● **Directive**: Please extract every line of the listing below and reproduce each one unchanged.

● **Listing**:
──────────────────────────────
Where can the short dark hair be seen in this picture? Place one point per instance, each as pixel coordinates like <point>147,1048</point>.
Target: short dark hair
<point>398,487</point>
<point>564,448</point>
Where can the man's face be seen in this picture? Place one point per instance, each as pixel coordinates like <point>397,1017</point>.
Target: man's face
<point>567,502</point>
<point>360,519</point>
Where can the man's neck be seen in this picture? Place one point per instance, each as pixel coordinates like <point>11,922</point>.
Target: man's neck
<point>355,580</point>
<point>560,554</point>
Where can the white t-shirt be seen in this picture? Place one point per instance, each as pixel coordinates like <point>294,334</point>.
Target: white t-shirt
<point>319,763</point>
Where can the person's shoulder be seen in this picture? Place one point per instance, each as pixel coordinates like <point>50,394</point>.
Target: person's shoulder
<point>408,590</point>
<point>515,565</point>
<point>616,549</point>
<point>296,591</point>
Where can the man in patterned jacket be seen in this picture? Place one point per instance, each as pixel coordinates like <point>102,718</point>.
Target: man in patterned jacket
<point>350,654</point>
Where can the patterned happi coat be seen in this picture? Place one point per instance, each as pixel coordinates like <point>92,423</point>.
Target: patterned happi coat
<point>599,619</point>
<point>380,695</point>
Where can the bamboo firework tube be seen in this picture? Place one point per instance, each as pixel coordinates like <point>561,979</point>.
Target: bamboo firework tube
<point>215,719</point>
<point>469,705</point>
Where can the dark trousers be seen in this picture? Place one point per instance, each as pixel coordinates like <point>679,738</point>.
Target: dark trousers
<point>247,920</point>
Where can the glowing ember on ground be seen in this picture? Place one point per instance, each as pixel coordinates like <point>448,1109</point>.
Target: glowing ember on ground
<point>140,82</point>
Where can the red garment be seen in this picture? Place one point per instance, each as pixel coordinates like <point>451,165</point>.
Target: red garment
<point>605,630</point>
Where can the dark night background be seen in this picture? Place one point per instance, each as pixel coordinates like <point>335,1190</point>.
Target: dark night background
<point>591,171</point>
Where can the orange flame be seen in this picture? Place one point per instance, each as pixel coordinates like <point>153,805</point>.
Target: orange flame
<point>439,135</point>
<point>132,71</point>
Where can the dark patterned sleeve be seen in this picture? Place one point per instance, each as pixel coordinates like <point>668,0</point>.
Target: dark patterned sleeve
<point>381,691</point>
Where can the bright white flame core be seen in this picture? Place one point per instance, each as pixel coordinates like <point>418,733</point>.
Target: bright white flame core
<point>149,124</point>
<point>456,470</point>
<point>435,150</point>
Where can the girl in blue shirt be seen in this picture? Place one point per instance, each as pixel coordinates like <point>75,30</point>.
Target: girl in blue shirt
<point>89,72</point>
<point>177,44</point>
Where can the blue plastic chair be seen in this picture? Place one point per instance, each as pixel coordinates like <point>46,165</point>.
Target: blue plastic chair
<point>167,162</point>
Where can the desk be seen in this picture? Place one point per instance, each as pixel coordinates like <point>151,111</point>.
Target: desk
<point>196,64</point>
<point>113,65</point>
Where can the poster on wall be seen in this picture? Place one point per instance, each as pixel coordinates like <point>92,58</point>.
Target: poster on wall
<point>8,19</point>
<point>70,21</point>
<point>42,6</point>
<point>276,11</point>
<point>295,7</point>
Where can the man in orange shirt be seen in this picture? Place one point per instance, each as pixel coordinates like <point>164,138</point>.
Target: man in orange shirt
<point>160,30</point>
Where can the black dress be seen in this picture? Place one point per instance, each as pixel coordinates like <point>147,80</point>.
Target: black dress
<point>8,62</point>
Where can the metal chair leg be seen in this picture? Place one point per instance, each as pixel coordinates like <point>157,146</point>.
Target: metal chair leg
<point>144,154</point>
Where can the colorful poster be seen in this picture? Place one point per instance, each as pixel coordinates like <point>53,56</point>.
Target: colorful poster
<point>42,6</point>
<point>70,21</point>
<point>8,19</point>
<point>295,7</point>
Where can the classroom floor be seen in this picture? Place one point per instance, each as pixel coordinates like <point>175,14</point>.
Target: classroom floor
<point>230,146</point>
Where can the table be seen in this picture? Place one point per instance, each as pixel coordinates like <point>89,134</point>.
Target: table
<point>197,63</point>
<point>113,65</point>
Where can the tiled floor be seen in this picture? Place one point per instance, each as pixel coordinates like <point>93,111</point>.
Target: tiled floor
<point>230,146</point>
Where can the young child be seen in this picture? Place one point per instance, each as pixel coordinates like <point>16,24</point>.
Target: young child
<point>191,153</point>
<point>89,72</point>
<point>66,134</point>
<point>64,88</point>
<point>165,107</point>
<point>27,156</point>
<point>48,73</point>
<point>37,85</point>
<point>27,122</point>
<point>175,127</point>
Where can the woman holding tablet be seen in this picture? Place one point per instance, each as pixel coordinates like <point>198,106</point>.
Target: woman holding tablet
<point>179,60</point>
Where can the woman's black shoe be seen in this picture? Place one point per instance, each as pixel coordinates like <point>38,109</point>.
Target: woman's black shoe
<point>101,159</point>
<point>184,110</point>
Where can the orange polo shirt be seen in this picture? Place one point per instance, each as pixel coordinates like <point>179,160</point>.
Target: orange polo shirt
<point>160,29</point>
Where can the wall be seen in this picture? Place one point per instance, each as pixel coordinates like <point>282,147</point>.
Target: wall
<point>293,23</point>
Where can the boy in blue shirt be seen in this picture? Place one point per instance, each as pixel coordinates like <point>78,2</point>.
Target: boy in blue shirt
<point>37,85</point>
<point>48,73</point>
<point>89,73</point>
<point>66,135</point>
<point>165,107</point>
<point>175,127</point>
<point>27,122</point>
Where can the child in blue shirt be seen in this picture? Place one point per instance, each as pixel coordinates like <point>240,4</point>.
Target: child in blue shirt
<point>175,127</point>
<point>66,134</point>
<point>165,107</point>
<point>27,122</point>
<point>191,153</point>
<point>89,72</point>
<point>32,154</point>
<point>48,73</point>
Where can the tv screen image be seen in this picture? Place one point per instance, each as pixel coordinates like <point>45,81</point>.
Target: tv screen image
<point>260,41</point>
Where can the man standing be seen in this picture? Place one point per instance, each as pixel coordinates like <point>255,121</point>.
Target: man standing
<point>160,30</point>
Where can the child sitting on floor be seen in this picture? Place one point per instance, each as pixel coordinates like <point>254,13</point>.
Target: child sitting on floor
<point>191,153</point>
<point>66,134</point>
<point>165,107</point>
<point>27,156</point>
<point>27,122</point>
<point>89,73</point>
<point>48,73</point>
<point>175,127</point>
──────────────────────────────
● **Reply**:
Where can the short dark hair be seen in this picture? Place one point per instance, each as pixel coordinates like <point>147,1048</point>.
Target: short dark hair
<point>398,487</point>
<point>564,448</point>
Where can the man's face be seen in this picture? Place one point per instance, each as pixel coordinates like <point>397,1017</point>.
Target: man's face
<point>567,502</point>
<point>360,519</point>
Where can the man's neck be seen in this picture? Place one point per instance, each as pixel coordinates like <point>11,922</point>.
Target: man's neck
<point>355,580</point>
<point>560,554</point>
Where can the white t-shirt be seen in this picture? Place one point per instance, each as pixel coordinates like <point>294,334</point>.
Target: white t-shirt
<point>319,763</point>
Where can the person's shoulder be seen in this picture? Place one point per instance, each as pixel coordinates like <point>50,394</point>.
Target: person's shoulder
<point>408,590</point>
<point>515,565</point>
<point>616,549</point>
<point>296,591</point>
Where can the man in patterned jacket be seen in this picture? Place one point per instance, each as pixel coordinates like <point>102,718</point>.
Target: man in patterned jacket
<point>350,654</point>
Where can the patterned happi coat be seen in this picture? Place one point per instance, each as pixel coordinates like <point>92,423</point>.
Target: patterned happi coat
<point>599,619</point>
<point>380,695</point>
Where can the bamboo firework tube be seen in this picture? Place one point per instance, each as pixel coordinates like <point>561,979</point>.
Target: bamboo firework tube
<point>215,719</point>
<point>469,705</point>
Where can the dark trousers be seen in this picture? Place one point per instance, each as pixel coordinates like <point>679,738</point>.
Target: dark trousers
<point>247,920</point>
Where can the glowing ember on ground be seen in this picture? Place one point per instance, each as pixel coordinates like <point>448,1109</point>.
Target: glowing ember on ground
<point>140,82</point>
Where can the red garment be seen in this picture? Place one point per instance, each as pixel coordinates like <point>451,165</point>.
Target: red garment
<point>605,630</point>
Where can the dark night background be seen in this picture? Place one point per instance, each as pixel coordinates like <point>335,1190</point>.
Target: dark night background
<point>591,171</point>
Where can the orange flame be seen in this picture? Place one point per instance, each as pixel coordinates like <point>153,805</point>.
Target: orange flame
<point>439,135</point>
<point>132,71</point>
Where can the dark patterned sleeve be seen in this picture? Place one point per instance, each as pixel coordinates like <point>668,0</point>.
Target: dark patterned sleeve
<point>381,691</point>
Where can the bright white flame core be seen in this picture? Place one point per instance, each as pixel coordinates like <point>418,733</point>.
Target: bright white flame core
<point>149,124</point>
<point>456,470</point>
<point>435,150</point>
Where can the girl in blue shirt be seen in this picture? Place one point per instance, each as pixel coordinates like <point>75,30</point>.
Target: girl in blue shirt
<point>89,72</point>
<point>177,44</point>
Where can the blue plastic chair be seen in this picture? Place one point per instance, each as pixel coordinates like <point>46,165</point>.
Target: blue plastic chair
<point>167,162</point>
Where can the desk be seen in this picture? Place one point per instance, each as pixel coordinates like <point>151,111</point>.
Target: desk
<point>196,64</point>
<point>113,65</point>
Where can the poster on wall be seen in this picture? Place one point per instance, each as pixel coordinates like <point>92,58</point>.
Target: poster on wall
<point>8,19</point>
<point>70,21</point>
<point>42,6</point>
<point>276,11</point>
<point>295,7</point>
Where can the man in orange shirt be seen in this picture? Place one point per instance, each as pixel coordinates like <point>164,138</point>.
Target: man in orange shirt
<point>160,30</point>
Where can the black dress be seen in this picture? Place one point per instance, each as pixel coordinates like <point>147,80</point>.
Target: black dress
<point>8,62</point>
Where can the metal chair leg be seen in this picture? Place one point per instance, each as pixel coordinates like <point>157,146</point>.
Target: metal chair leg
<point>144,154</point>
Where can the colorful poster be seen in this picture? Place one point per instance, each as pixel coordinates like <point>53,56</point>.
Target: colorful poster
<point>42,6</point>
<point>70,21</point>
<point>8,19</point>
<point>295,7</point>
Where can the classroom floor be seen in this picture? Place one point per instance, each as pixel coordinates like <point>175,14</point>.
Target: classroom floor
<point>230,146</point>
Where can the table be seen in this picture? Place one point per instance, each as pixel coordinates like <point>89,134</point>.
Target: table
<point>197,63</point>
<point>113,65</point>
Where can the tiled floor be seen in this picture? Place one point per instance, each as pixel coordinates like <point>93,111</point>.
Target: tiled floor
<point>230,146</point>
Where can the young child be seen in this picture? Place one point per instance, each as pixel coordinates like <point>16,24</point>.
Target: young child
<point>191,153</point>
<point>89,72</point>
<point>66,134</point>
<point>64,88</point>
<point>165,107</point>
<point>27,156</point>
<point>48,73</point>
<point>37,85</point>
<point>27,122</point>
<point>175,127</point>
Where can the woman holding tablet be seen in this picture? Place one point per instance, each as pixel coordinates like <point>198,106</point>.
Target: woman holding tablet
<point>179,60</point>
Where can the woman's black shoe be seen in this picture? Place one point per instance, each as pixel coordinates like <point>38,109</point>.
Target: woman's black shoe
<point>101,159</point>
<point>184,110</point>
Where can the orange polo shirt be seen in this picture? Place one point per instance, each as pixel coordinates like <point>179,160</point>.
Target: orange polo shirt
<point>160,29</point>
Where can the wall be seen in this picture? Place one point per instance, each as pixel coordinates like <point>282,147</point>.
Target: wall
<point>293,23</point>
Where can the boy in blue shirt be seen in this picture? Place one point per instance, each as pixel coordinates like <point>78,2</point>.
Target: boy in blue shirt
<point>37,85</point>
<point>48,73</point>
<point>89,73</point>
<point>66,135</point>
<point>165,107</point>
<point>175,127</point>
<point>27,122</point>
Where can the child in blue shirt be seen in this picture? Place one point per instance, each as pixel coordinates like <point>240,4</point>.
Target: child in blue shirt
<point>175,127</point>
<point>66,134</point>
<point>165,107</point>
<point>27,122</point>
<point>191,153</point>
<point>89,72</point>
<point>32,154</point>
<point>48,73</point>
Where can the tv screen image be seen in this picture? Place one point per instance, each as pixel coordinates like <point>45,81</point>.
Target: tv screen image
<point>260,41</point>
Where can the man standing be seen in this picture? Place one point per instance, each as pixel coordinates like <point>255,121</point>.
Target: man standing
<point>160,30</point>
Where can the child sitting on floor be seen in this picture? Place one point per instance, each as pixel coordinates like <point>254,13</point>.
Target: child sitting on floor
<point>191,153</point>
<point>66,134</point>
<point>165,107</point>
<point>27,156</point>
<point>27,122</point>
<point>89,73</point>
<point>48,73</point>
<point>175,127</point>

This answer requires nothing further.